#### Record extracts ####
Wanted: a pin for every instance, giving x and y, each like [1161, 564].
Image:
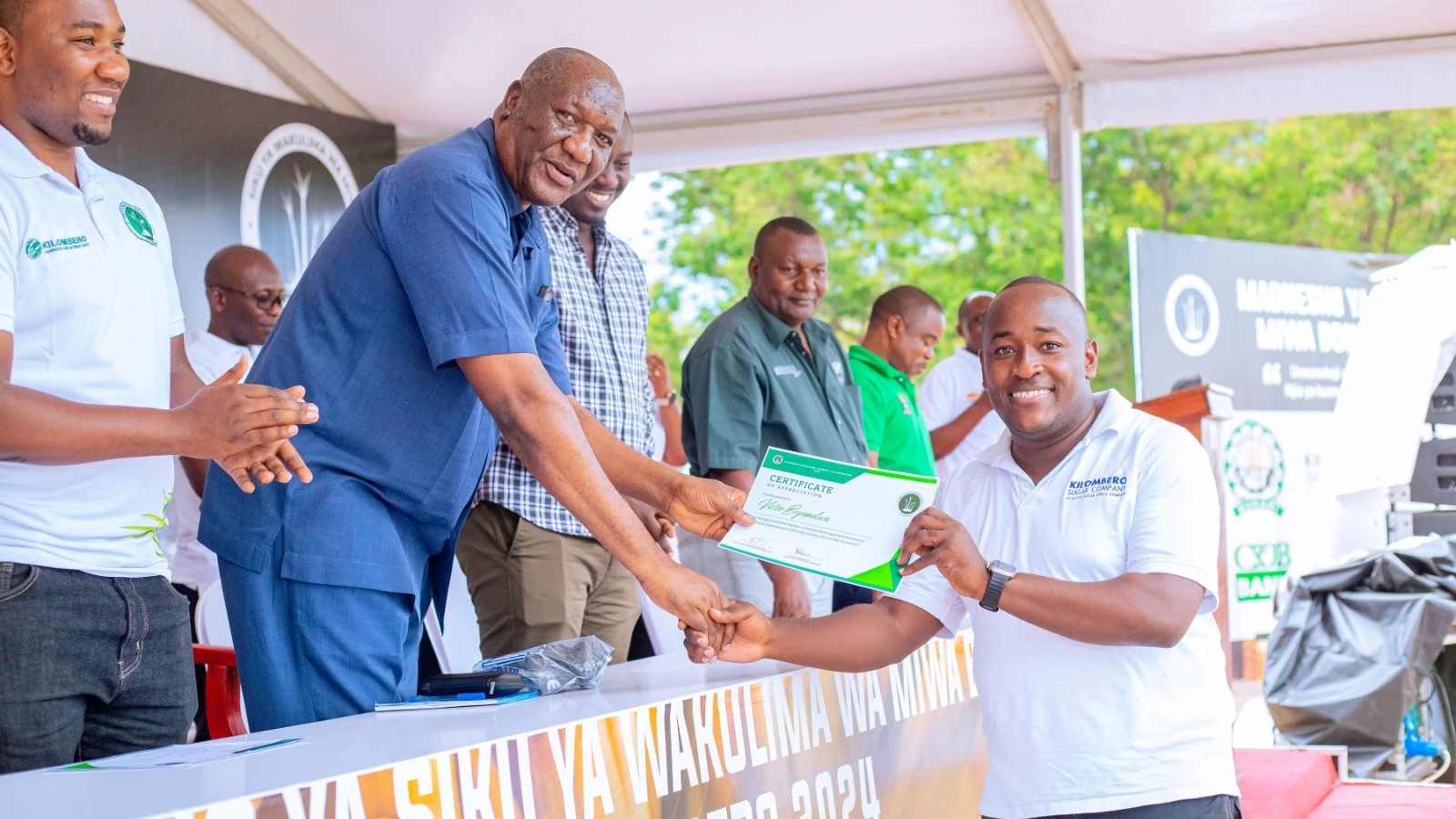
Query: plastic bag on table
[1353, 646]
[557, 666]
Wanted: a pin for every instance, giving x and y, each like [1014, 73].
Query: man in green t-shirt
[905, 327]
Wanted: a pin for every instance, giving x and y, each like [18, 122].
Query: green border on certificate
[841, 521]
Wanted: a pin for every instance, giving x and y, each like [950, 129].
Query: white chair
[211, 618]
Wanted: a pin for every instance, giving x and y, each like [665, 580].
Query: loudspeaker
[1434, 477]
[1443, 401]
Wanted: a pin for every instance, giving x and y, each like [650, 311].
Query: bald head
[1038, 360]
[557, 126]
[245, 293]
[968, 318]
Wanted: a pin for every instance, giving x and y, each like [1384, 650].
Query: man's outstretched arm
[543, 430]
[859, 639]
[216, 423]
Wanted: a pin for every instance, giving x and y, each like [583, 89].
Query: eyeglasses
[267, 299]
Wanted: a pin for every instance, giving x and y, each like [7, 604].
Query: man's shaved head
[906, 302]
[12, 12]
[557, 124]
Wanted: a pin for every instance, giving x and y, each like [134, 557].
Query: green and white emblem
[137, 223]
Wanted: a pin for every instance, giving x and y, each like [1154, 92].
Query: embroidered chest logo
[1111, 486]
[137, 223]
[35, 248]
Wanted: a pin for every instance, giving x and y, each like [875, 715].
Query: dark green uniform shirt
[749, 385]
[893, 421]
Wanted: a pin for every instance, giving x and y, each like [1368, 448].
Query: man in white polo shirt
[1097, 656]
[95, 397]
[953, 399]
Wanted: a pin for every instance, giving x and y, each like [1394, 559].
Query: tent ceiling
[761, 79]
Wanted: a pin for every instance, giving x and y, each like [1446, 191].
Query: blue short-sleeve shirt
[436, 259]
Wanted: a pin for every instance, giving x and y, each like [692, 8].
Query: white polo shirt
[1084, 729]
[950, 388]
[86, 288]
[194, 564]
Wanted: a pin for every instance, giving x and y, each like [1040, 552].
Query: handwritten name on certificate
[830, 518]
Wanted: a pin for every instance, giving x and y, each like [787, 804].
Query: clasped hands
[245, 429]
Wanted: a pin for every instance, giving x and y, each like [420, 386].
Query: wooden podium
[1194, 410]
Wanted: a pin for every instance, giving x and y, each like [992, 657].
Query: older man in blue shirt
[426, 329]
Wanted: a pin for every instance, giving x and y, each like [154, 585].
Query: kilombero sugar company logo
[1111, 486]
[137, 223]
[35, 248]
[1254, 467]
[277, 213]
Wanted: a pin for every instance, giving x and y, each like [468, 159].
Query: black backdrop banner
[229, 165]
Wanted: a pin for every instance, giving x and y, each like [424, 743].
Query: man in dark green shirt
[768, 373]
[905, 327]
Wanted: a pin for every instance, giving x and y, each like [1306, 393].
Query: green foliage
[963, 217]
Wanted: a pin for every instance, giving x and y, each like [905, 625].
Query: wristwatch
[1001, 576]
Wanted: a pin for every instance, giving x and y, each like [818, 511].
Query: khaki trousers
[533, 586]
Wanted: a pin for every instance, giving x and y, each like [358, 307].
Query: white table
[357, 743]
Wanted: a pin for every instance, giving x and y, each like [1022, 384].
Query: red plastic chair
[225, 691]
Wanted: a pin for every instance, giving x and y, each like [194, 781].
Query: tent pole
[1070, 155]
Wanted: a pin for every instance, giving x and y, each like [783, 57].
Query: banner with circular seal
[305, 229]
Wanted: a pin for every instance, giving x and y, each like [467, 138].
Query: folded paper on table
[842, 521]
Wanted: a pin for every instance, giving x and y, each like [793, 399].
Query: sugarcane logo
[1191, 315]
[137, 223]
[909, 503]
[308, 223]
[1254, 468]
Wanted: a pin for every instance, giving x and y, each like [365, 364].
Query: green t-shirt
[893, 421]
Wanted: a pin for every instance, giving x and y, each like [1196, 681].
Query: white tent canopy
[752, 80]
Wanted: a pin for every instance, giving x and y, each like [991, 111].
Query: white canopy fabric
[754, 80]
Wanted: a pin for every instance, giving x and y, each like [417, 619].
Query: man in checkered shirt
[535, 571]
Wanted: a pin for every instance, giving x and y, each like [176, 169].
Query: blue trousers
[310, 652]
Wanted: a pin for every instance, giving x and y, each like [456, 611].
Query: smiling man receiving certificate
[830, 518]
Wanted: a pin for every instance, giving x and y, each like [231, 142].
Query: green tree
[961, 217]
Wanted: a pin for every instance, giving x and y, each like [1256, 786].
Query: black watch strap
[990, 601]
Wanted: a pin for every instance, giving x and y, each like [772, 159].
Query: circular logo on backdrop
[1191, 315]
[909, 503]
[1254, 467]
[137, 223]
[284, 212]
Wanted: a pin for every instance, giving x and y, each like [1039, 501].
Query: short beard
[87, 136]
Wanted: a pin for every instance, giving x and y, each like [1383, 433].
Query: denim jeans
[91, 666]
[1203, 807]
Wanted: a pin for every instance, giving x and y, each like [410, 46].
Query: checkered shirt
[603, 334]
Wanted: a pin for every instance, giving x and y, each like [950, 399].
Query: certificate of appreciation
[830, 518]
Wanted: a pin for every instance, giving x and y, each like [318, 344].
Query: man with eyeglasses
[245, 295]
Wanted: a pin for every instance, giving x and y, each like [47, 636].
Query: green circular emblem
[909, 503]
[1254, 468]
[137, 223]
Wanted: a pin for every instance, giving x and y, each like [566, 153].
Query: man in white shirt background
[1084, 545]
[96, 395]
[953, 401]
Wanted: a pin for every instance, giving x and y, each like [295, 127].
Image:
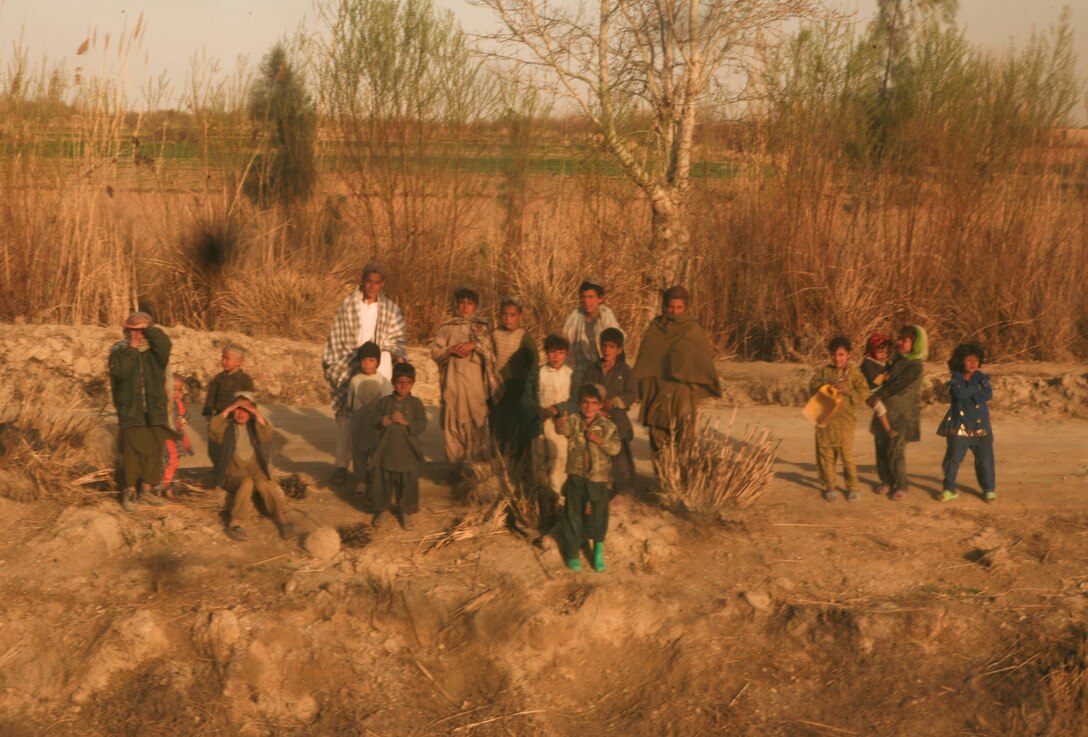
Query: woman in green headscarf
[675, 369]
[901, 393]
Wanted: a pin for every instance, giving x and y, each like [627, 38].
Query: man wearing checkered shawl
[365, 315]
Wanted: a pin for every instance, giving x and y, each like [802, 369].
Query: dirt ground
[793, 617]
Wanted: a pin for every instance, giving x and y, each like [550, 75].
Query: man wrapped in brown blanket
[674, 371]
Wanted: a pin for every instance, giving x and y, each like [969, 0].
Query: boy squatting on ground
[593, 442]
[836, 440]
[398, 457]
[875, 369]
[137, 382]
[613, 372]
[243, 435]
[902, 395]
[368, 387]
[553, 394]
[223, 388]
[967, 422]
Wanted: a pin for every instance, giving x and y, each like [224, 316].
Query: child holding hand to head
[835, 441]
[593, 443]
[224, 387]
[901, 393]
[243, 468]
[966, 424]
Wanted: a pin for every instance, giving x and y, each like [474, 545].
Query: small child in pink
[173, 450]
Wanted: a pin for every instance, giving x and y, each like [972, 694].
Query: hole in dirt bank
[163, 570]
[163, 699]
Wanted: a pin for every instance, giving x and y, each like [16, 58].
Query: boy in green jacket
[593, 441]
[138, 385]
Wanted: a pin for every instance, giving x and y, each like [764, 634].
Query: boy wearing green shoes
[593, 441]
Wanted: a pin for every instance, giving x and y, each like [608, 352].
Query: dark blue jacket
[968, 404]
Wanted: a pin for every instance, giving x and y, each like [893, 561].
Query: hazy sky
[225, 28]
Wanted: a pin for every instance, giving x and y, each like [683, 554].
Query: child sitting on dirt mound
[243, 435]
[835, 439]
[593, 443]
[368, 387]
[967, 422]
[902, 395]
[398, 457]
[223, 388]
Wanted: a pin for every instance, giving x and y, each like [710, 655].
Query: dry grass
[708, 473]
[799, 242]
[51, 445]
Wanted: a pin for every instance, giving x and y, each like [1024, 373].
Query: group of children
[892, 389]
[570, 435]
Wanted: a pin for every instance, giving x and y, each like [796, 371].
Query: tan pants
[828, 455]
[270, 492]
[549, 458]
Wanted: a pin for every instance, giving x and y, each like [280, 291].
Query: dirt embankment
[794, 618]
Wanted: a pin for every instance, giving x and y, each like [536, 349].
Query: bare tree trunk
[670, 240]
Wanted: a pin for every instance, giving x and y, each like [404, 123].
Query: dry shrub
[280, 301]
[501, 494]
[1049, 686]
[707, 471]
[51, 445]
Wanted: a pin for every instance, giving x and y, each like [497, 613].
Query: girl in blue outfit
[966, 425]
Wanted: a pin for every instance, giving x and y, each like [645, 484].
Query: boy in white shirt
[553, 397]
[367, 389]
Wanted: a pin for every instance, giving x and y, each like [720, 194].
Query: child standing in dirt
[553, 394]
[512, 417]
[901, 393]
[399, 455]
[966, 425]
[613, 372]
[223, 388]
[243, 435]
[173, 450]
[593, 443]
[367, 388]
[468, 379]
[835, 441]
[875, 370]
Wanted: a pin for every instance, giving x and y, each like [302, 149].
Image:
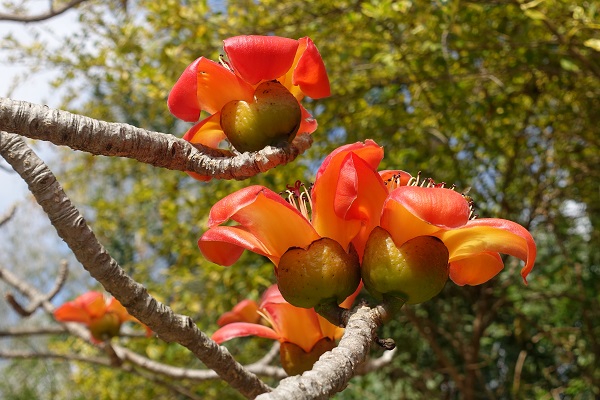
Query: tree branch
[334, 369]
[43, 16]
[73, 229]
[122, 140]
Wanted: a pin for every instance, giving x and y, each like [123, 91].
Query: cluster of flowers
[400, 236]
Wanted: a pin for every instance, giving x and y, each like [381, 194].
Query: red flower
[103, 316]
[209, 86]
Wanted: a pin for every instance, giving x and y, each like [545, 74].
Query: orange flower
[304, 335]
[407, 208]
[209, 86]
[103, 316]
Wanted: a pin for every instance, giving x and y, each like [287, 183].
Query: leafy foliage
[499, 96]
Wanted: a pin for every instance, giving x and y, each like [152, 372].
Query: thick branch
[73, 229]
[122, 140]
[43, 16]
[334, 369]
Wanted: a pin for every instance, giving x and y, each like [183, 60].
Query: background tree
[498, 96]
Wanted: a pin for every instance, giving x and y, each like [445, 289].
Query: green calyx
[413, 273]
[323, 273]
[295, 361]
[272, 119]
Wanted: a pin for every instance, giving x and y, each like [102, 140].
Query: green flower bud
[273, 118]
[413, 273]
[322, 273]
[295, 361]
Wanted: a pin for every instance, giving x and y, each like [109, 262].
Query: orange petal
[183, 99]
[324, 218]
[263, 213]
[476, 269]
[207, 132]
[491, 235]
[242, 329]
[293, 324]
[218, 86]
[260, 58]
[359, 195]
[401, 223]
[310, 74]
[444, 208]
[224, 245]
[245, 311]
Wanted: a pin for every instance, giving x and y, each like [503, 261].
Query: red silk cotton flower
[253, 98]
[103, 316]
[304, 335]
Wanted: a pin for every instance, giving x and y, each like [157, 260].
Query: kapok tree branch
[73, 229]
[43, 16]
[334, 369]
[122, 140]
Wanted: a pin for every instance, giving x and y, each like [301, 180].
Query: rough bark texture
[155, 148]
[73, 229]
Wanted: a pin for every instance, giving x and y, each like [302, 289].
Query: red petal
[242, 329]
[207, 132]
[492, 235]
[476, 269]
[257, 58]
[310, 73]
[224, 245]
[183, 99]
[444, 208]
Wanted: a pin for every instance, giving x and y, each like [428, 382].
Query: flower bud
[273, 118]
[295, 361]
[412, 273]
[323, 273]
####
[Task instructions] Extract the closing run of lines, starting with the one containing "like [102, 140]." and ending at the last, exactly as written.

[Complete output]
Wanted: a pin for every instance, giving x and y, each like [102, 140].
Query: green flower bud
[273, 118]
[413, 273]
[322, 273]
[295, 361]
Wanted: a pin for every instance, giving x and y, each like [109, 262].
Query: orange petal
[183, 99]
[324, 218]
[263, 213]
[476, 269]
[207, 132]
[491, 235]
[242, 329]
[293, 324]
[218, 86]
[260, 58]
[359, 195]
[401, 223]
[310, 74]
[444, 208]
[224, 245]
[245, 311]
Wanted: a pin for every instance, giving x and y, each like [503, 261].
Query: red silk cotton flower
[253, 98]
[103, 316]
[304, 335]
Wanted: a pin for every instance, giving x and y, each like [157, 260].
Query: kapok tree branch
[73, 229]
[43, 16]
[334, 369]
[122, 140]
Wanted: a pin for every instance, giving x and y, each like [301, 180].
Query: rough bark texture
[155, 148]
[73, 229]
Wanted: a pin for every instance, giving x and y, each like [302, 289].
Query: red petal
[242, 329]
[207, 132]
[492, 235]
[476, 269]
[257, 58]
[310, 73]
[224, 245]
[183, 99]
[444, 208]
Wanted: a pin for every instance, giving x and y, each like [428, 382].
Query: flower bud
[273, 118]
[295, 361]
[412, 273]
[323, 273]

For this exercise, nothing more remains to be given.